** RECORDS **
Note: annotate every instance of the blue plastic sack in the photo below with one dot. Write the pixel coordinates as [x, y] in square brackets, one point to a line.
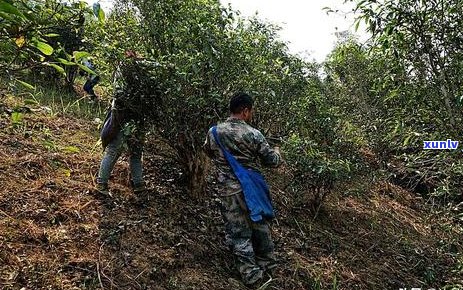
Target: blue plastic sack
[255, 189]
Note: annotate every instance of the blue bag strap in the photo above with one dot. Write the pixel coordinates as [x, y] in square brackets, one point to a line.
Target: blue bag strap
[244, 177]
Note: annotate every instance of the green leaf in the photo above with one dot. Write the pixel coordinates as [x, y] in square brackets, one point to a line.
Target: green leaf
[101, 15]
[44, 47]
[80, 54]
[57, 67]
[66, 62]
[98, 12]
[86, 69]
[26, 85]
[10, 9]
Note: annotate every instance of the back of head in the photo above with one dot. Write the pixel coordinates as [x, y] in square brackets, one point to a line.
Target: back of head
[239, 102]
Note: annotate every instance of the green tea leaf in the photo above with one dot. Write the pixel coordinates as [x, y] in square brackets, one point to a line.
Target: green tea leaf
[57, 67]
[80, 54]
[10, 9]
[66, 62]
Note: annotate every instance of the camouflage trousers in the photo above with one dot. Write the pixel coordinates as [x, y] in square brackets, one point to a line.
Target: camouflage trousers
[250, 242]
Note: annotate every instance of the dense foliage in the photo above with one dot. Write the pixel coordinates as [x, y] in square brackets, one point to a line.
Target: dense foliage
[383, 98]
[43, 37]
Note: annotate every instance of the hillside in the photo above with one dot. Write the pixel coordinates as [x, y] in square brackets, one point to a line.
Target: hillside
[56, 234]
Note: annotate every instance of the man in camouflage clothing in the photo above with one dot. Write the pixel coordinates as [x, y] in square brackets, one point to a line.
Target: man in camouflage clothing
[129, 125]
[250, 242]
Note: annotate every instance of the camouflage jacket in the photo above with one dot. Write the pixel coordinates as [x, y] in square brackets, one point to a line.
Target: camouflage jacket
[246, 143]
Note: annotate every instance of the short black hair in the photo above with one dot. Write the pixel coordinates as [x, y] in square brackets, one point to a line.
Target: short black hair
[240, 101]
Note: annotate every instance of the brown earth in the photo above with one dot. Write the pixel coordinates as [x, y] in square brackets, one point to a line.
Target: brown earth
[55, 233]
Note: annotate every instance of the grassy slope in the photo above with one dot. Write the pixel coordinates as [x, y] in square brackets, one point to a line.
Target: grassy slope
[56, 234]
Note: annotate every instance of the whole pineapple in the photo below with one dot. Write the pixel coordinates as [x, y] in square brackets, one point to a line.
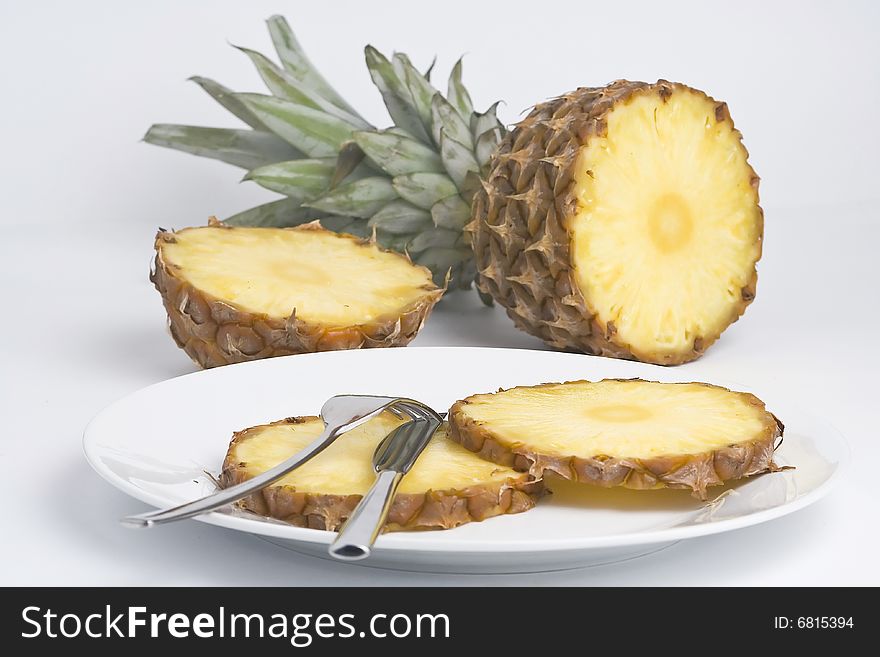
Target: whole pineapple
[622, 221]
[619, 220]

** WHAT YOU WILL DO **
Where an entry contains an image, leave the image out; otherwise retype everything exactly.

** EXERCISE RESULT **
Note: annotate every instance of the blue plastic sack in the photo below with one dot. Write the pixel coordinates as [x, y] in square brackets, one point to a line.
Target: blue plastic sack
[255, 189]
Note: annotate every instance of the blue bag strap in the photo above with one dot. Write the pixel coordinates as [x, y] in square brackets, one point to a line.
Target: blue bag strap
[244, 177]
Note: annotate every instance of the green leaf in the photo above with one dot. Write the pixel coordinates as [x, y] in square brackets, one point to a line.
Target: green leaf
[101, 15]
[44, 47]
[80, 54]
[57, 67]
[66, 62]
[98, 12]
[86, 69]
[26, 85]
[10, 9]
Note: annotate every instance of the back of head in the photo above with one dot. Write the pixel coordinates as [x, y] in square brackets, one point to a line.
Target: back of head
[239, 102]
Note: annotate every instance of the green tea leaf in the photo above with one dot. Write the pixel coordinates as [x, y] in square brackets, one point to a line.
Target: green tea leaf
[57, 67]
[80, 54]
[10, 9]
[66, 62]
Note: annotate every instance of the camouflage trousers in the photo above with one dot. Write the pixel coordinates as [x, y] in square brackets, one point to a line.
Target: camouflage trousers
[250, 242]
Note: annotate every instance of the dense foliage in the photo above with one dot. Write the pixel coordinates as [x, y] in square brackets, one point to a line.
Target: dense foliage
[383, 98]
[43, 37]
Note: annotate every instance of the hillside in the photo above with one dot. Write the pixel coordinates as [x, y] in square brackets, one point to a line.
Target: hillside
[56, 234]
Note: annotate every instance of the man in camouflage clothing in the photo above with one dot. Write the pixel coordinates as [x, y] in square brackets, one point to a line.
Target: man in camouflage clothing
[129, 125]
[250, 242]
Note: annotate every instance of the camouflage jacket in the photo above with one dot. Write the pixel coordinates as [x, y] in square brackets, one point to a line.
Target: camouflage jacket
[246, 143]
Note: annotate every instance of the short black hair in the photo above with one dot. Write the pixel coordinates as [x, y] in square brackets, one point to a line.
Target: short black hair
[240, 101]
Note: annotate every instance of the brown earth in the photo above with one dot. Write the pixel coordinates as [x, y] in square brackets, one point to a line.
Target: brown earth
[55, 233]
Note: annotate every instance of the grassy slope in the photo above with one dot. Write the pixel coordinates as [x, y] in square brackets, one point to a line.
Target: grassy slope
[56, 234]
Note: annotate every instance of the whole pineapple in the photo below with one dot. Write the pixel coordinates as [x, y] in square brackets, one point to a line.
Target: whole pineapple
[622, 221]
[619, 220]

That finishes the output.